[REQUIREMENT]: Go to the line below containing "ROI front wheel" and print exactly from there through the line containing "ROI rear cab window", both included. Print nothing else.

[INPUT DATA]:

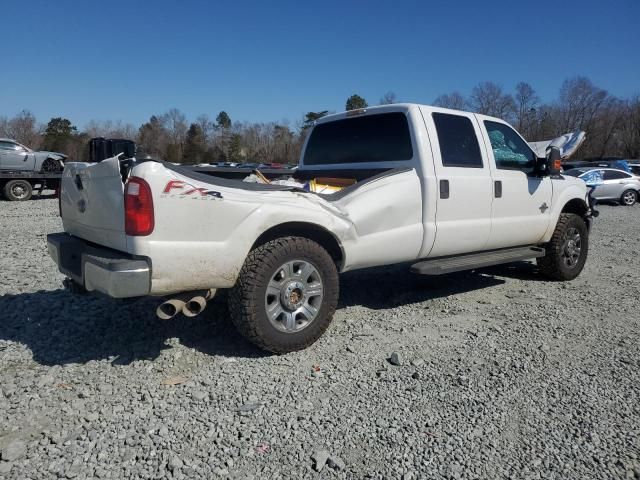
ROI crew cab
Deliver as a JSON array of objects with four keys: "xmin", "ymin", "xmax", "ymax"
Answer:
[{"xmin": 48, "ymin": 104, "xmax": 595, "ymax": 353}]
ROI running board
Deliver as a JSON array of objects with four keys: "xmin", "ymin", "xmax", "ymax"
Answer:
[{"xmin": 411, "ymin": 246, "xmax": 546, "ymax": 276}]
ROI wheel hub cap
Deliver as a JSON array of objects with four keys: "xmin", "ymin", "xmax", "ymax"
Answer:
[
  {"xmin": 265, "ymin": 260, "xmax": 324, "ymax": 333},
  {"xmin": 282, "ymin": 281, "xmax": 305, "ymax": 310}
]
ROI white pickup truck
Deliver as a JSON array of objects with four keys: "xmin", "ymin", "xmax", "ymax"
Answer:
[{"xmin": 48, "ymin": 104, "xmax": 595, "ymax": 353}]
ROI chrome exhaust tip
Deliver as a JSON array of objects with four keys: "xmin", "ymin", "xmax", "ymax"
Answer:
[
  {"xmin": 156, "ymin": 298, "xmax": 186, "ymax": 320},
  {"xmin": 156, "ymin": 289, "xmax": 216, "ymax": 320}
]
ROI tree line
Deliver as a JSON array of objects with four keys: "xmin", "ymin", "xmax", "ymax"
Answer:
[
  {"xmin": 434, "ymin": 77, "xmax": 640, "ymax": 159},
  {"xmin": 1, "ymin": 78, "xmax": 638, "ymax": 164}
]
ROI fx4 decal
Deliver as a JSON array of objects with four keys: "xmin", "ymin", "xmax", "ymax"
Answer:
[{"xmin": 161, "ymin": 180, "xmax": 223, "ymax": 199}]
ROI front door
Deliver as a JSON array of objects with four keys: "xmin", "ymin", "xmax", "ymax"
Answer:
[
  {"xmin": 479, "ymin": 118, "xmax": 552, "ymax": 249},
  {"xmin": 0, "ymin": 141, "xmax": 34, "ymax": 170},
  {"xmin": 422, "ymin": 108, "xmax": 493, "ymax": 257}
]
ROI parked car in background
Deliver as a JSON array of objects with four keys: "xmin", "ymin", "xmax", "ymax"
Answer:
[
  {"xmin": 0, "ymin": 138, "xmax": 66, "ymax": 173},
  {"xmin": 564, "ymin": 168, "xmax": 640, "ymax": 205},
  {"xmin": 628, "ymin": 162, "xmax": 640, "ymax": 176}
]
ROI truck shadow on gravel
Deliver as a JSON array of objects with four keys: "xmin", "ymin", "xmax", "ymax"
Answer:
[
  {"xmin": 0, "ymin": 262, "xmax": 539, "ymax": 366},
  {"xmin": 0, "ymin": 290, "xmax": 263, "ymax": 367},
  {"xmin": 337, "ymin": 261, "xmax": 547, "ymax": 309}
]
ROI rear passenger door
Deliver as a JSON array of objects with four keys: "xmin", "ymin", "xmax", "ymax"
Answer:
[
  {"xmin": 600, "ymin": 169, "xmax": 632, "ymax": 199},
  {"xmin": 479, "ymin": 118, "xmax": 552, "ymax": 249},
  {"xmin": 422, "ymin": 109, "xmax": 493, "ymax": 256}
]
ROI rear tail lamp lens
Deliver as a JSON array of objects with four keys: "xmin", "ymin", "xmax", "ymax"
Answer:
[{"xmin": 125, "ymin": 177, "xmax": 154, "ymax": 236}]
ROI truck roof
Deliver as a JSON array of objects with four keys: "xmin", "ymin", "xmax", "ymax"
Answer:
[{"xmin": 315, "ymin": 103, "xmax": 506, "ymax": 126}]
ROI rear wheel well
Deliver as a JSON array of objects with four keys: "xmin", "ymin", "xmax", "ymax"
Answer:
[{"xmin": 252, "ymin": 222, "xmax": 344, "ymax": 269}]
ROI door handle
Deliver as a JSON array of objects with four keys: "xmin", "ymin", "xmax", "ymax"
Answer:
[
  {"xmin": 439, "ymin": 179, "xmax": 449, "ymax": 199},
  {"xmin": 494, "ymin": 180, "xmax": 502, "ymax": 198}
]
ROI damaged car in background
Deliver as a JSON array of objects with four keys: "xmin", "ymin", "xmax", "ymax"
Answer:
[
  {"xmin": 47, "ymin": 104, "xmax": 596, "ymax": 354},
  {"xmin": 0, "ymin": 138, "xmax": 66, "ymax": 173}
]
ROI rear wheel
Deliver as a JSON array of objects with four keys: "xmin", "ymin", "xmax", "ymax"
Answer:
[
  {"xmin": 537, "ymin": 213, "xmax": 588, "ymax": 281},
  {"xmin": 620, "ymin": 189, "xmax": 637, "ymax": 206},
  {"xmin": 4, "ymin": 179, "xmax": 33, "ymax": 201},
  {"xmin": 229, "ymin": 237, "xmax": 339, "ymax": 353}
]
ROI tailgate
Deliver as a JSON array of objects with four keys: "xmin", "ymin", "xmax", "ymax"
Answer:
[{"xmin": 60, "ymin": 157, "xmax": 127, "ymax": 251}]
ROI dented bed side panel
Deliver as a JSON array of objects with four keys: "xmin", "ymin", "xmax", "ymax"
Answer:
[{"xmin": 128, "ymin": 162, "xmax": 424, "ymax": 294}]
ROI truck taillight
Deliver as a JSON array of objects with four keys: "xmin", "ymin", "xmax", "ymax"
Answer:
[{"xmin": 125, "ymin": 177, "xmax": 154, "ymax": 236}]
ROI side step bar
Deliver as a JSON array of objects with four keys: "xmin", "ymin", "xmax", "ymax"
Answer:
[{"xmin": 411, "ymin": 246, "xmax": 546, "ymax": 276}]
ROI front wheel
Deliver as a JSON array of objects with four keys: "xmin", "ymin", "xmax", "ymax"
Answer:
[
  {"xmin": 41, "ymin": 158, "xmax": 63, "ymax": 173},
  {"xmin": 620, "ymin": 189, "xmax": 637, "ymax": 206},
  {"xmin": 537, "ymin": 213, "xmax": 588, "ymax": 281},
  {"xmin": 229, "ymin": 237, "xmax": 339, "ymax": 353}
]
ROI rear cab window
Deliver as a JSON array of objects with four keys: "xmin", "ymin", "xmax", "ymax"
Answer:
[{"xmin": 303, "ymin": 112, "xmax": 413, "ymax": 166}]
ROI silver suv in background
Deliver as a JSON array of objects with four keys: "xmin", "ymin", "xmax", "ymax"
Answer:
[
  {"xmin": 0, "ymin": 138, "xmax": 66, "ymax": 173},
  {"xmin": 565, "ymin": 168, "xmax": 640, "ymax": 205}
]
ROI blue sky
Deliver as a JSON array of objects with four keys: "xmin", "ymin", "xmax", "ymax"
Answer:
[{"xmin": 2, "ymin": 0, "xmax": 638, "ymax": 129}]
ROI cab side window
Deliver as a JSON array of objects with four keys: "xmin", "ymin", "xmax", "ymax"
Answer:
[
  {"xmin": 484, "ymin": 121, "xmax": 536, "ymax": 171},
  {"xmin": 433, "ymin": 113, "xmax": 483, "ymax": 168}
]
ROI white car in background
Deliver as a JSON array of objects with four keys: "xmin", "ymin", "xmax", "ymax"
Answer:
[
  {"xmin": 564, "ymin": 168, "xmax": 640, "ymax": 205},
  {"xmin": 0, "ymin": 138, "xmax": 66, "ymax": 173}
]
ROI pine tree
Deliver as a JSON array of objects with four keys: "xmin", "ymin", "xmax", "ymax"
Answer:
[
  {"xmin": 345, "ymin": 94, "xmax": 368, "ymax": 111},
  {"xmin": 183, "ymin": 123, "xmax": 206, "ymax": 164}
]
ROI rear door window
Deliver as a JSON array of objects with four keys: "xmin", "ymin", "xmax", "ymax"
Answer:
[
  {"xmin": 603, "ymin": 170, "xmax": 631, "ymax": 180},
  {"xmin": 432, "ymin": 113, "xmax": 483, "ymax": 168},
  {"xmin": 303, "ymin": 112, "xmax": 413, "ymax": 165}
]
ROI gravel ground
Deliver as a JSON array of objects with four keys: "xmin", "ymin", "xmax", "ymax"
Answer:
[{"xmin": 1, "ymin": 196, "xmax": 639, "ymax": 479}]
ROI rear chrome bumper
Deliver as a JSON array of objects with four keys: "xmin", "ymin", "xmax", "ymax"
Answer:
[{"xmin": 47, "ymin": 233, "xmax": 151, "ymax": 298}]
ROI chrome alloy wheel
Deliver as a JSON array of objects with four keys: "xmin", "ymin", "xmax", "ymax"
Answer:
[
  {"xmin": 264, "ymin": 260, "xmax": 324, "ymax": 333},
  {"xmin": 622, "ymin": 190, "xmax": 637, "ymax": 205},
  {"xmin": 561, "ymin": 227, "xmax": 582, "ymax": 268}
]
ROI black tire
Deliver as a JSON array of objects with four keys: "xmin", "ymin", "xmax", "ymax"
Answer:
[
  {"xmin": 41, "ymin": 158, "xmax": 63, "ymax": 173},
  {"xmin": 537, "ymin": 213, "xmax": 588, "ymax": 281},
  {"xmin": 229, "ymin": 236, "xmax": 339, "ymax": 353},
  {"xmin": 620, "ymin": 189, "xmax": 637, "ymax": 206},
  {"xmin": 4, "ymin": 179, "xmax": 33, "ymax": 201}
]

[EXPECTED ANSWER]:
ROI front wheel
Deliver as a JSON array of objects with four keys: "xmin", "ymin", "xmax", "ymax"
Answer:
[
  {"xmin": 41, "ymin": 158, "xmax": 63, "ymax": 173},
  {"xmin": 620, "ymin": 189, "xmax": 637, "ymax": 206},
  {"xmin": 537, "ymin": 213, "xmax": 588, "ymax": 281},
  {"xmin": 229, "ymin": 237, "xmax": 339, "ymax": 353}
]
ROI rear cab window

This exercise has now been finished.